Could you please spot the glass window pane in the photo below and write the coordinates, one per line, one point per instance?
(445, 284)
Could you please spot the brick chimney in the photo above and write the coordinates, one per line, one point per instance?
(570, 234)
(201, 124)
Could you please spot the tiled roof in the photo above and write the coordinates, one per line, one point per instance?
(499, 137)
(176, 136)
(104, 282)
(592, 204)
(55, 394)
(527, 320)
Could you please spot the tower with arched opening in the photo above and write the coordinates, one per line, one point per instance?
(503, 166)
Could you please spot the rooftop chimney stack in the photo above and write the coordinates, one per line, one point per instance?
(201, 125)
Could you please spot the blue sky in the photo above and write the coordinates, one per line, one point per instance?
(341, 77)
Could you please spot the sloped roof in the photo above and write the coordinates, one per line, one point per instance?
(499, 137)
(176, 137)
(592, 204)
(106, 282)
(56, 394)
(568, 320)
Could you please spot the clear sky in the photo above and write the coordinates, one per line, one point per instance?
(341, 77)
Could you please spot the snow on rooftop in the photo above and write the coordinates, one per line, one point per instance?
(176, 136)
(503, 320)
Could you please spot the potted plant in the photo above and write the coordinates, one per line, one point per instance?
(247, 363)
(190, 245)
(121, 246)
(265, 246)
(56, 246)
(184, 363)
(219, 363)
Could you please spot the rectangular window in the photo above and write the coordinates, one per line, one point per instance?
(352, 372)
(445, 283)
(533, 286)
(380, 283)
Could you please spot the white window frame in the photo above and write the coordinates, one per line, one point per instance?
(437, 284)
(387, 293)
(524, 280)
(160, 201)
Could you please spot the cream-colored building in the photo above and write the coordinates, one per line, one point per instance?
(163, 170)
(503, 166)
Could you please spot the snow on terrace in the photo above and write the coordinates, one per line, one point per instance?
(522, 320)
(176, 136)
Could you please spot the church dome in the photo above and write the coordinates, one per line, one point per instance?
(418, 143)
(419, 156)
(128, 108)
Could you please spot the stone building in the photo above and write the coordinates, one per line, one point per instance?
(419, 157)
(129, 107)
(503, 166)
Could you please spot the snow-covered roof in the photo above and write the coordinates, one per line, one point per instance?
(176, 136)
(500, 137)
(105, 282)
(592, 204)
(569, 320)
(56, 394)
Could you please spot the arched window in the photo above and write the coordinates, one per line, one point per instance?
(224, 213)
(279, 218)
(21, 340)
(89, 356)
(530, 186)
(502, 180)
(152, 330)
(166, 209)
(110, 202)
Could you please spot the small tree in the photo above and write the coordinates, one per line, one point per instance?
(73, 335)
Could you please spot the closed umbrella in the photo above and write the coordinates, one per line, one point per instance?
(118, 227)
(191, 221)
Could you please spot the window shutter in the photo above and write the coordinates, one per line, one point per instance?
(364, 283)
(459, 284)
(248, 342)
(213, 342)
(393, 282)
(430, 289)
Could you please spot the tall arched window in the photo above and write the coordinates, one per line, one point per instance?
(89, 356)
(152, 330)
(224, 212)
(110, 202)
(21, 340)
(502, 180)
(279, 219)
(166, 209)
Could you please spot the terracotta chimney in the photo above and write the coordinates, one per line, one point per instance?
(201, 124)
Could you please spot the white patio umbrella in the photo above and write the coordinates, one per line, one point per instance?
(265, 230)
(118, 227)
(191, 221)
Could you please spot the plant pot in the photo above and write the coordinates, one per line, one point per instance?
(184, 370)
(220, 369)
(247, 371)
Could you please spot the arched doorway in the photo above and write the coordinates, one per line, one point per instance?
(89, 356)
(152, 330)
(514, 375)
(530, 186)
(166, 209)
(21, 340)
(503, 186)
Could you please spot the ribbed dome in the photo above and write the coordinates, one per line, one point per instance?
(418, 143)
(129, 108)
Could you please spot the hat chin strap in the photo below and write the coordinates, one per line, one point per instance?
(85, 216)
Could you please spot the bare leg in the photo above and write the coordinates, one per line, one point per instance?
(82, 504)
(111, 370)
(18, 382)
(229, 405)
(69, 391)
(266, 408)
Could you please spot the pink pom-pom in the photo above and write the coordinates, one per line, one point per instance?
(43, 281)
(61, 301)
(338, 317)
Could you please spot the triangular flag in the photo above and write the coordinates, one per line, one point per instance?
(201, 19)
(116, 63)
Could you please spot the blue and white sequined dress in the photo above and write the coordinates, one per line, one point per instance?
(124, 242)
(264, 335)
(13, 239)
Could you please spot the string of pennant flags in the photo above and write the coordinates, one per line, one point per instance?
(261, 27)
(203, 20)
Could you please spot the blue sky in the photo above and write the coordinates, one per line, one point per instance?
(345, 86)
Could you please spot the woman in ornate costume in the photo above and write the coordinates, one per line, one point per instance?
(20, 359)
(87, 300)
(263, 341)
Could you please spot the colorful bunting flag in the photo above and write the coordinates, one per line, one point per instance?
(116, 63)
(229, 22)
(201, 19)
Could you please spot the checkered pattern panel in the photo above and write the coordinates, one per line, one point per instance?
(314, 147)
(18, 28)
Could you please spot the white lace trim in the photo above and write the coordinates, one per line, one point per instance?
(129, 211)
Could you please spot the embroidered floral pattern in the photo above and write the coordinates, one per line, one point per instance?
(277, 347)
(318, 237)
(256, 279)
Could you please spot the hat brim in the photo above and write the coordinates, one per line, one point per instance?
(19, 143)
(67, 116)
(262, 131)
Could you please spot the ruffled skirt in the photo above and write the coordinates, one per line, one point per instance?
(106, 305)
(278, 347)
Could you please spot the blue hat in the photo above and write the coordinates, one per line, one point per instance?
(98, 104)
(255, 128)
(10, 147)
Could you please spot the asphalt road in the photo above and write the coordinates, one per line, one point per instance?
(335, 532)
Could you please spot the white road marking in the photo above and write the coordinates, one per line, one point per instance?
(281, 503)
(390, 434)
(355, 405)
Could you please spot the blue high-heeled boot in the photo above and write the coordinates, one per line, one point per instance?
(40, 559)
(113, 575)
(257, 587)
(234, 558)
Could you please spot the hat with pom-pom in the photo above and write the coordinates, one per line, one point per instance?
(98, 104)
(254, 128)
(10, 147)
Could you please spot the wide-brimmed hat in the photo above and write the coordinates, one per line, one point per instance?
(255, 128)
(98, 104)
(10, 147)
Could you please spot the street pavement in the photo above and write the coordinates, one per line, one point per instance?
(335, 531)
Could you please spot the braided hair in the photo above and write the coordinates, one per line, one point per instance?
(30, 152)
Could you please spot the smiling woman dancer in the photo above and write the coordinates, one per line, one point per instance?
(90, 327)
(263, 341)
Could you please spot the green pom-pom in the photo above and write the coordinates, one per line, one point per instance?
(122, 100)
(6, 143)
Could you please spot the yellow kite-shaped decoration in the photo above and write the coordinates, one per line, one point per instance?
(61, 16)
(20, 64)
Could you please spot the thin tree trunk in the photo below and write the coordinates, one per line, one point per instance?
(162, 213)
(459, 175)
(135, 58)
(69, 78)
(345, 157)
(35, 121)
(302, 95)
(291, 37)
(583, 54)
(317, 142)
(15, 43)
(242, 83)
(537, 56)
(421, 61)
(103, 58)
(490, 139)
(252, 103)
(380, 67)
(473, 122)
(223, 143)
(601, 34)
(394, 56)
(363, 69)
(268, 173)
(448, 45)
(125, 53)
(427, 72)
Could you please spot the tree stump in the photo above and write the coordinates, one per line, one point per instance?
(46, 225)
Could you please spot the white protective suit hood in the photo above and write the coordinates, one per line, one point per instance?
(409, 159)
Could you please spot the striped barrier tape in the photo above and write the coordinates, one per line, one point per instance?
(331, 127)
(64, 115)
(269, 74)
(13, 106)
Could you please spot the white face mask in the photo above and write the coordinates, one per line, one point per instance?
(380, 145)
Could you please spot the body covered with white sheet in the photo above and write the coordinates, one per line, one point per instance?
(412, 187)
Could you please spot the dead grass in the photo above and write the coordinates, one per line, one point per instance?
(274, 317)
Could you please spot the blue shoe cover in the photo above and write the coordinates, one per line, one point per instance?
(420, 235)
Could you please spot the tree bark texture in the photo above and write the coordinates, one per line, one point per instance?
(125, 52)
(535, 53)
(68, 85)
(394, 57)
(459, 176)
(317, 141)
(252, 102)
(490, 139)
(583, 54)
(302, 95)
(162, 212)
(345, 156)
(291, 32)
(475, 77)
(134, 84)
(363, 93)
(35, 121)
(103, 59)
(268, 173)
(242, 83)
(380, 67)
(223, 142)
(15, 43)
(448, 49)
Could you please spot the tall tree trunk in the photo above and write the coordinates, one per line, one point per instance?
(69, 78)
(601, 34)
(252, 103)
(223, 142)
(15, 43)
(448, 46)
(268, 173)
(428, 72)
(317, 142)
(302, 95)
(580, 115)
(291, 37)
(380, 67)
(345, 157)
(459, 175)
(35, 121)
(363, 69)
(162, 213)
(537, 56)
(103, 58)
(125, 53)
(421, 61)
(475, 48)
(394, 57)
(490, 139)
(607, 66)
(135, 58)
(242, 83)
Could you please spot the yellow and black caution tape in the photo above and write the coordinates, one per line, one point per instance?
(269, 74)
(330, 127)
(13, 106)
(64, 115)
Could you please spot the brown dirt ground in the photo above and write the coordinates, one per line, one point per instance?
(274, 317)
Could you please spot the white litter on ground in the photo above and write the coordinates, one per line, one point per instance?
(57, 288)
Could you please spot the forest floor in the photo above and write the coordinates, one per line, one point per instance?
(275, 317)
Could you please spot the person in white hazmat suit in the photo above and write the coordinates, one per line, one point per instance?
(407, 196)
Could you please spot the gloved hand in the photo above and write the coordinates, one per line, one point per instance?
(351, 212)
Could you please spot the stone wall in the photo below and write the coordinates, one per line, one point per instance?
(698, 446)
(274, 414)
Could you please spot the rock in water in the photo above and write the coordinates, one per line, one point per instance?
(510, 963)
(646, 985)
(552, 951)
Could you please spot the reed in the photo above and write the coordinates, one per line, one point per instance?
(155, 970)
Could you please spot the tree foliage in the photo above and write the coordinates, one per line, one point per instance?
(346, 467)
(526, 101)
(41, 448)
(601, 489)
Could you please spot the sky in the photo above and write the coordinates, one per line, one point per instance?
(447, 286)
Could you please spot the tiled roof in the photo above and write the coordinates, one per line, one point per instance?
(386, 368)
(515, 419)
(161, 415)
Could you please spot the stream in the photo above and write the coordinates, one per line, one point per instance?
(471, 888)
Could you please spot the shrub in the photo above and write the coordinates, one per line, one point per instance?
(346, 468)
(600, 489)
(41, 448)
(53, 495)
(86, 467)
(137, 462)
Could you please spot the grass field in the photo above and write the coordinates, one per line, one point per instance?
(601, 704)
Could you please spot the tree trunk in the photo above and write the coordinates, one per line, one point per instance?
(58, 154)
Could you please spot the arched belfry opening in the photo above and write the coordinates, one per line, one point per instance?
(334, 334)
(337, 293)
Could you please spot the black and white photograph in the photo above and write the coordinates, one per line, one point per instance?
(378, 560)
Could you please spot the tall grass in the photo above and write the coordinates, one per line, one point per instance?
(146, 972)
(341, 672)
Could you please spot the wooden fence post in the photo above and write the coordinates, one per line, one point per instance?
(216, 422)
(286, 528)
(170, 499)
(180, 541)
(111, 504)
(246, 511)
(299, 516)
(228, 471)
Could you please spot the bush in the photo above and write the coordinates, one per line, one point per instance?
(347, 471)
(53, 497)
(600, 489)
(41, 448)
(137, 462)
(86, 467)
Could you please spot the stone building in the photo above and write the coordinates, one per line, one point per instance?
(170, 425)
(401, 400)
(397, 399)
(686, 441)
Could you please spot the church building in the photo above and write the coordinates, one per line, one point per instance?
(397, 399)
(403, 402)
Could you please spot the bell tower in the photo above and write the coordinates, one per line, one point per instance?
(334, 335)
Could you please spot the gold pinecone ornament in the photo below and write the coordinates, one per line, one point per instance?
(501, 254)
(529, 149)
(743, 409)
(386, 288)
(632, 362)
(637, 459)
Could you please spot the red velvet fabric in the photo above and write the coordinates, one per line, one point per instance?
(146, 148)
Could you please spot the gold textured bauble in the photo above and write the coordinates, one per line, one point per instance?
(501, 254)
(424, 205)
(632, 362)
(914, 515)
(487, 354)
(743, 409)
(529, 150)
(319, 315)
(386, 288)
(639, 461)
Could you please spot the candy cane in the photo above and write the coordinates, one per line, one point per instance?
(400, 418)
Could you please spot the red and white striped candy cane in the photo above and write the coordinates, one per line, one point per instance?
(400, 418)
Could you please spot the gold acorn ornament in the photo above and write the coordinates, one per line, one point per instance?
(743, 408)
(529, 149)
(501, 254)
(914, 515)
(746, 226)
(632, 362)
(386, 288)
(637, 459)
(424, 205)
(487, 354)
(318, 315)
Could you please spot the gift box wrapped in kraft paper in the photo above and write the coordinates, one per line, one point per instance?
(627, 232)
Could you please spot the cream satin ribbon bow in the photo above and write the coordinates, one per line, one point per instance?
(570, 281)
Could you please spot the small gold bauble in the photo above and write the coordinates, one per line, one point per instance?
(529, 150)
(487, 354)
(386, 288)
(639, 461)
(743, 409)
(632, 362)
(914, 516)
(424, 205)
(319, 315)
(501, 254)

----

## Task description
Could you update only the lines from the one that contains "Could you please spot the gold acorn" through the last line, replacing "write the coordinates" with "list the coordinates" and leaving everything else unchanged?

## Exercise result
Could you please spot the gold acorn ornament in the photo above and list the coordinates, one per line, one point per instance?
(743, 408)
(529, 149)
(501, 254)
(914, 515)
(746, 226)
(632, 362)
(386, 288)
(637, 459)
(424, 205)
(487, 354)
(318, 315)
Could you please spot the gift box wrapped in kraft paper in the photo above and list the coordinates, one per line, one point per instance?
(627, 232)
Could you please spot the cream satin ribbon bow in the photo above and list the coordinates, one per line, one point per instance?
(570, 281)
Could you please spot the small gold bauble in the photo above and list the coordinates, one per line, one point per instance?
(529, 150)
(487, 354)
(386, 288)
(639, 461)
(743, 409)
(632, 362)
(914, 516)
(424, 205)
(319, 315)
(501, 254)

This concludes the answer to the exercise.